EXERCISE INSTRUCTIONS: Every record below is to be retyped exactly.
# # # #
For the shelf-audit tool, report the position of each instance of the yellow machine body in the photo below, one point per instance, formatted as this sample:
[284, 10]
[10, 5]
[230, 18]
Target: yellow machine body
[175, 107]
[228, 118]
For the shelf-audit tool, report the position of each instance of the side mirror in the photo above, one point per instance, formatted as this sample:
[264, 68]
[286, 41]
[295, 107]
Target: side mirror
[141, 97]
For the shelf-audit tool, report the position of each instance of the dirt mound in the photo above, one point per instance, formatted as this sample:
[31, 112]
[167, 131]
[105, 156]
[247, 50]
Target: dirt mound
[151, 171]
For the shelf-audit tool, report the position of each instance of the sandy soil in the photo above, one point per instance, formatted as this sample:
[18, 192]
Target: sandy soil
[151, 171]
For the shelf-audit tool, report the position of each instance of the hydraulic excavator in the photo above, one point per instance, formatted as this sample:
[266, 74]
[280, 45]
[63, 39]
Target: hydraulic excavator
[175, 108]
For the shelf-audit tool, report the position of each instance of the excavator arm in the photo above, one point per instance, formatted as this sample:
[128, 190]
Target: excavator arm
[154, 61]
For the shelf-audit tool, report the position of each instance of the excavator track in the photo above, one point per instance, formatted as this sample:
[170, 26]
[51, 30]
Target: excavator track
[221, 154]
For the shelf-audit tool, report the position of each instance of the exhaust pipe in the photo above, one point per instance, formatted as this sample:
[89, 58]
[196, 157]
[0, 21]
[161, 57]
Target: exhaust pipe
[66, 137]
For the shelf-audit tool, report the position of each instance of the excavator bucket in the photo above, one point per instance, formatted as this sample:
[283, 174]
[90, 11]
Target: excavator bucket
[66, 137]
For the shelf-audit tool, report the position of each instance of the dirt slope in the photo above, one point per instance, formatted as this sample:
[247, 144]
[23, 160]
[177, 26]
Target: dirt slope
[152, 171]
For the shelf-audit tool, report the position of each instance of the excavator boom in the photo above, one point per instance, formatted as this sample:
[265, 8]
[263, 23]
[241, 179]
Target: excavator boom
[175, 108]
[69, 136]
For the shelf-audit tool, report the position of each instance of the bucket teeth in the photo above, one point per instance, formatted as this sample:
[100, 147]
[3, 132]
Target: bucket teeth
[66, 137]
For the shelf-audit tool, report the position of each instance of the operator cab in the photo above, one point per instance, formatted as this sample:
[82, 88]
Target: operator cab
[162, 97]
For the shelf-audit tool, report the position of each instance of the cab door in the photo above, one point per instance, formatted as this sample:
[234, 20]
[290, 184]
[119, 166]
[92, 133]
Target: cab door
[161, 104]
# # # #
SOLUTION TO THIS PROBLEM:
For the shelf-audit tool, report the position of each instance of the yellow machine body in the photo below, one point per instance, formatted as this sample:
[284, 10]
[10, 5]
[230, 18]
Target: yellow machine body
[175, 107]
[228, 118]
For the shelf-audit tool, report the position of each instance of the side mirror in the photo above, one point per instance, formatted as this sample:
[264, 68]
[286, 41]
[295, 107]
Target: side mirror
[141, 97]
For the shelf-audit tool, report the position of each instance of the dirt mound in the photo above, one point per instance, formatted as this sample:
[31, 112]
[167, 131]
[105, 156]
[247, 50]
Target: dirt mound
[151, 171]
For the shelf-audit tool, report the position of each instance of the sandy soil in the photo above, one point per instance, formatted as this sample:
[18, 192]
Target: sandy soil
[151, 171]
For the shelf-audit tool, report the position of each instance of the hydraulic excavator in the photo above, one point per instance, formatted as this sample:
[266, 74]
[280, 45]
[63, 39]
Target: hydraulic excavator
[175, 108]
For the shelf-audit tool, report the position of each instance of the excavator arm in the photo above, one point per instance, formatted as this sample:
[128, 190]
Target: excavator arm
[154, 61]
For the shelf-audit tool, report the position of each instance of the excavator track in the photo above, one point per instance, formatted as this sample:
[170, 26]
[51, 30]
Target: excavator track
[221, 154]
For the shelf-audit tool, report the position of each instance of the exhaust pipe in the photo above, one point per instance, formatted as this sample:
[89, 58]
[196, 157]
[0, 21]
[161, 57]
Target: exhaust pipe
[66, 137]
For the shelf-audit tool, report the position of each instance of the excavator bucket in the photo above, one point per instance, formatted as this sample:
[283, 174]
[90, 11]
Target: excavator bucket
[66, 137]
For the shelf-audit tool, report the position of each instance of the dirt slope in the photo above, one point per instance, formatted as this sample:
[247, 144]
[23, 160]
[177, 26]
Target: dirt slope
[152, 171]
For the shelf-audit tool, report the position of each instance of the excavator boom in the photo above, one point per instance, formatted as this sample:
[265, 8]
[263, 23]
[241, 179]
Target: excavator boom
[175, 108]
[69, 136]
For the shelf-audit tool, report the position of each instance of the bucket teeth in the photo above, one point per instance, formatted as this sample:
[100, 147]
[3, 132]
Target: bucket teeth
[66, 137]
For the shelf-audit tool, report the position of each instance of the operator cab in the photo above, one point per instance, formatted as this sample:
[82, 88]
Target: operator cab
[162, 97]
For the shelf-audit tool, report the position of each instance of the cab door in the photo above, one point per instance, formatted as this sample:
[234, 20]
[290, 184]
[119, 166]
[92, 133]
Target: cab door
[161, 104]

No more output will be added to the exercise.